── Datenteil
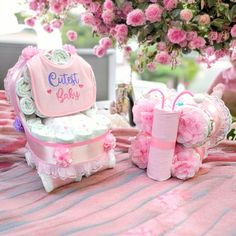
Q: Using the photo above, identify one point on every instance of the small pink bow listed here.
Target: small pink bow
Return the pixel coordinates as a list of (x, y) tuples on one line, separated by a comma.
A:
[(109, 142), (63, 156)]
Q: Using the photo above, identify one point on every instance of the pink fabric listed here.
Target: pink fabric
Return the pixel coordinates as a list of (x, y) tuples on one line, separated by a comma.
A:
[(165, 126), (62, 89), (158, 143), (11, 141), (119, 201)]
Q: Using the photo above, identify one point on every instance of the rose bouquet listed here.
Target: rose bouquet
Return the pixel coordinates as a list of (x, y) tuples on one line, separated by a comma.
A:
[(164, 29)]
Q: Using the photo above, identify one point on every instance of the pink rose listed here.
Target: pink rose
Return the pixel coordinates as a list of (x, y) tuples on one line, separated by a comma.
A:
[(63, 157), (139, 150), (57, 23), (99, 51), (198, 43), (88, 18), (71, 35), (194, 126), (161, 46), (127, 51), (190, 35), (108, 16), (213, 35), (48, 28), (204, 19), (163, 57), (30, 21), (108, 5), (186, 163), (121, 32), (186, 14), (105, 42), (233, 31), (109, 142), (170, 4), (176, 35), (209, 51), (127, 8), (136, 18), (151, 66), (153, 13)]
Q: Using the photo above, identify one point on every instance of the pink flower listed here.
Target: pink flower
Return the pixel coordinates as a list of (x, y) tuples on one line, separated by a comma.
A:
[(88, 18), (186, 163), (163, 57), (198, 43), (56, 23), (29, 52), (63, 157), (71, 35), (153, 13), (136, 18), (99, 51), (30, 21), (176, 35), (204, 19), (190, 35), (186, 14), (108, 5), (170, 4), (213, 35), (194, 126), (121, 32), (161, 46), (127, 51), (109, 142), (70, 48), (151, 66), (139, 150), (209, 51), (233, 31), (127, 8), (105, 42), (48, 28), (108, 16)]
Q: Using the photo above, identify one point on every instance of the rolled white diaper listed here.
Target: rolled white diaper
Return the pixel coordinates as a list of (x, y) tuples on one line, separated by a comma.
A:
[(23, 89), (82, 134), (33, 121), (26, 76), (27, 105)]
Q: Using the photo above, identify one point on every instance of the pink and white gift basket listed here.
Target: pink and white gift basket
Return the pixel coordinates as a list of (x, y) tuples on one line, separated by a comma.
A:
[(54, 94), (176, 131)]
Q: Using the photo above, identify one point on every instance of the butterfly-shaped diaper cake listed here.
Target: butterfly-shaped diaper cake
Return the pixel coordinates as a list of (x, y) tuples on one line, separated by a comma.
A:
[(177, 130), (53, 94)]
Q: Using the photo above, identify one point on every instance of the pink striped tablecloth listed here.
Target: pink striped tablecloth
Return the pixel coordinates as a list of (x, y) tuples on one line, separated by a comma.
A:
[(119, 201)]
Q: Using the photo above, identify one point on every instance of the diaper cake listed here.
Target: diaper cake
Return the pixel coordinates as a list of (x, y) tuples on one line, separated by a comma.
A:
[(176, 131), (53, 94)]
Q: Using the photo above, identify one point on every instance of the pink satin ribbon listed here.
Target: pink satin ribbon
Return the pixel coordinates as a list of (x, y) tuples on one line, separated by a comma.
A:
[(162, 144)]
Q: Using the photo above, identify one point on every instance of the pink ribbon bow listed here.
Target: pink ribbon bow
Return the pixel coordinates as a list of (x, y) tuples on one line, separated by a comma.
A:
[(63, 156)]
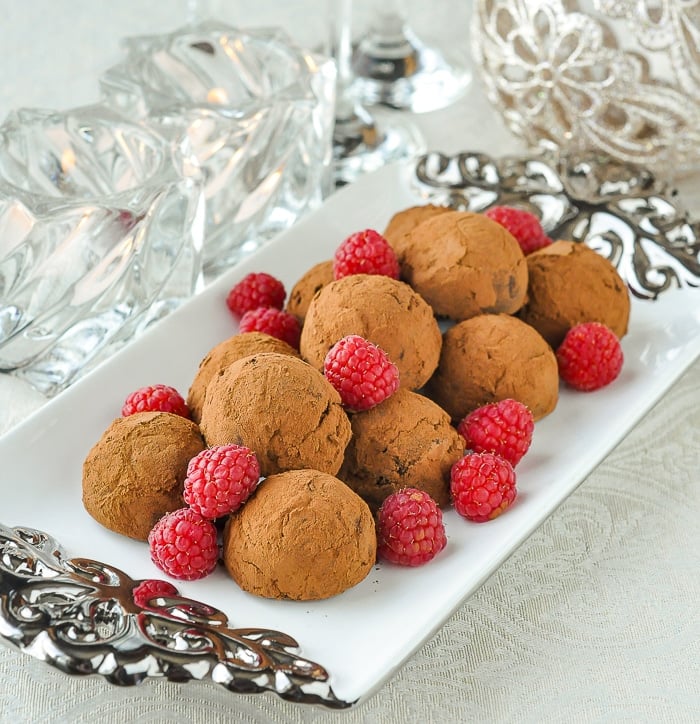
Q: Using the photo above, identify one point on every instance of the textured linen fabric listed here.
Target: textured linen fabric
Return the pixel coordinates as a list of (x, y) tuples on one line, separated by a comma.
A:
[(594, 618)]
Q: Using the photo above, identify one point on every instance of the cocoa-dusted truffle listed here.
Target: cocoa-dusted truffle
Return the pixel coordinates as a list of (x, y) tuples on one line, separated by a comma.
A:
[(464, 264), (385, 311), (404, 221), (304, 535), (406, 441), (135, 473), (571, 283), (282, 409), (490, 358), (306, 287), (226, 353)]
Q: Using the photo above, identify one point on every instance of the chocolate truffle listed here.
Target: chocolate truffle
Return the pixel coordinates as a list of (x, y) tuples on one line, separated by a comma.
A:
[(226, 353), (281, 408), (490, 358), (134, 474), (303, 535), (570, 283), (385, 311), (306, 287), (464, 264), (403, 222), (406, 441)]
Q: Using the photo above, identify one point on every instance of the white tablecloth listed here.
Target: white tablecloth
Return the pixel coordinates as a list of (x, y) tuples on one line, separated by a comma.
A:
[(594, 618)]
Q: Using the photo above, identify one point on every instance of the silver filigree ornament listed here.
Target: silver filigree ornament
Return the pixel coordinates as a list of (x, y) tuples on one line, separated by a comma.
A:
[(80, 616), (622, 211), (617, 76)]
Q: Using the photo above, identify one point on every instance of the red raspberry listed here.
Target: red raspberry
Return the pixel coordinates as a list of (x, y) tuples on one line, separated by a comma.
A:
[(256, 289), (152, 588), (503, 427), (410, 531), (482, 486), (274, 322), (365, 252), (155, 398), (362, 373), (183, 545), (590, 356), (220, 479), (523, 225)]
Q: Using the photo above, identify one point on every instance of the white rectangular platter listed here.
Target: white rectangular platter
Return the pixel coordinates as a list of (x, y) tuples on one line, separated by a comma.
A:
[(365, 634)]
────
> _Aufgabenbeschreibung_: Schreibe alle Zeilen oben neu und setze dabei überall „one point on each instance“ anstelle von „one point on every instance“ ein, ohne sonst etwas zu ändern. Die Bilder lässt du in der Antwort weg.

> _Vollständige Ausgabe_:
Q: Using the photo above, identify one point on each instance of the small pink bow listed here.
Target: small pink bow
Return the pixel coordinates as a list of (x, y) tuples on one line, separated by a comma.
A:
[(109, 142), (63, 156)]
Q: Using the photo above, identify one point on each instance of the pink fabric listed here.
Target: pink fabric
Return the pixel coordinates as a list of (x, y) tuples on one line, separated by a comma.
A:
[(165, 126), (62, 89), (158, 143), (11, 141), (119, 201)]
Q: Using the photo above, identify one point on each instance of the rose bouquet listed here.
Target: rose bouquet
Return the pixel coordinates as a list of (x, y) tuples on one line, separated by a comma.
A:
[(164, 29)]
Q: Using the photo above, identify one point on each instance of the pink rose listed here.
Target: pink rose
Return the pixel coordinates as a list of (x, y) tuples on one line, separated by a comma.
A:
[(63, 157), (139, 150), (57, 23), (99, 51), (198, 43), (88, 18), (71, 35), (194, 126), (161, 46), (127, 51), (190, 35), (108, 16), (213, 35), (48, 28), (204, 19), (163, 57), (30, 21), (108, 5), (186, 163), (121, 32), (186, 14), (105, 42), (233, 31), (109, 142), (170, 4), (176, 35), (209, 51), (127, 8), (136, 18), (151, 66), (153, 13)]
Q: Using the photo above, identify one point on each instance of the pink flower listed here.
Target: pink flower
Return the pixel coordinates as a list of (x, y) tuples on one line, separated by a comma.
A:
[(88, 18), (186, 163), (163, 57), (198, 43), (56, 23), (29, 52), (63, 157), (71, 35), (153, 13), (136, 18), (99, 51), (30, 21), (176, 35), (204, 19), (190, 35), (186, 14), (108, 5), (170, 4), (213, 35), (194, 126), (121, 32), (161, 46), (127, 51), (109, 142), (70, 48), (151, 66), (139, 150), (209, 51), (233, 31), (127, 8), (105, 42), (48, 28), (108, 16)]
Q: Using the photo above, identify one point on each instance of the rolled white diaper listed here.
Target: rolled white diaper
Return the pixel coordinates as a list of (x, y) tuples on one line, separated by a comma.
A:
[(23, 89), (82, 134), (33, 121), (26, 76), (27, 105)]
Q: Using the photo above, identify one point on each instance of the pink and white gift basket listed here.
Target: pink and white gift basket
Return the pixel coordinates as a list of (x, y) tuples on one line, separated by a comma.
A:
[(54, 94), (176, 131)]
Q: Using the photo above, identify one point on each instance of the butterfly-shaped diaper cake listed here.
Target: butterfly-shaped diaper cake
Return the pixel coordinates as a list of (x, y) tuples on one line, separated by a comma.
A:
[(177, 130), (53, 94)]
Q: Using the photo above, identify one point on each instance of the pink striped tablecloth listed here.
Target: pink striped tablecloth
Return the pixel coordinates as a list of (x, y) tuples on one line, separated by a comma.
A:
[(119, 201)]
Q: Using the photo above, identify one point on each instance of the diaper cake listed here.
Target: diaper cake
Return the pixel coordinates as a list of (x, y) tuples on one line, separated by a comma.
A:
[(176, 131), (53, 94)]
Q: Using the photo above, identify one point on each instance of the pink satin ribbon listed here.
Target: pink satin ribbon
Return the pixel coordinates as a list of (x, y) tuples on one line, separated by a comma.
A:
[(162, 144)]
Q: Using the photo above, identify one point on each instance of the pink ribbon bow listed here.
Target: pink ribbon bow
Return the pixel coordinates as a list of (x, y) tuples on one line, separated by a comma.
A:
[(63, 156)]
Q: Using the photo above, identify one point on each instance of the textured linen fabric listed here.
Target: textured linen fabric
Return the pixel coordinates as a list of (x, y) tuples on one line, separated by a comma.
A:
[(594, 618)]
Q: Using the photo above, identify one point on each instance of the cocoa-dusted truffle listed here.
Target: cocoa-dusted truffle
Return the pixel coordinates as a list of (x, y) tuples on one line, separated by a comma.
A:
[(464, 264), (385, 311), (404, 221), (304, 535), (406, 441), (135, 473), (571, 283), (282, 409), (490, 358), (306, 287), (226, 353)]
Q: Using the photo above, identify one point on each instance of the chocolate truffle listed here.
Target: chocolate truffle
Return the pixel coordinates as a list of (x, y) tuples on one line, separated by a comma.
A:
[(226, 353), (281, 408), (490, 358), (134, 474), (303, 535), (570, 283), (385, 311), (306, 287), (464, 264), (403, 222), (406, 441)]
Q: Using the photo above, identify one point on each instance of the white tablecloth listed here.
Target: white tablecloth
Return the pixel coordinates as a list of (x, y) tuples on one line, separated by a comma.
A:
[(594, 618)]
Q: Using the photo above, identify one point on each instance of the silver filigree ornament listed here.
Target: silver filigree ornament
Return the pixel coordinates as a list of (x, y) tuples on one line, separated by a comma.
A:
[(80, 616), (622, 211), (617, 76)]
Q: Using the photo above, identify one point on each instance of the red raspberry listed here.
Target: red raspberry
Return the pixel coordinates as a list of (x, y) tuples on one line, separated by a comma.
A:
[(256, 289), (152, 588), (503, 427), (410, 531), (482, 486), (274, 322), (365, 252), (155, 398), (362, 373), (183, 545), (590, 356), (220, 479), (523, 225)]
Q: Using the photo above, identify one point on each instance of the white rectangular platter listed here.
Target: white rectangular platter
Return the pixel coordinates as a list of (x, y) tuples on one line, separated by a comma.
A:
[(365, 634)]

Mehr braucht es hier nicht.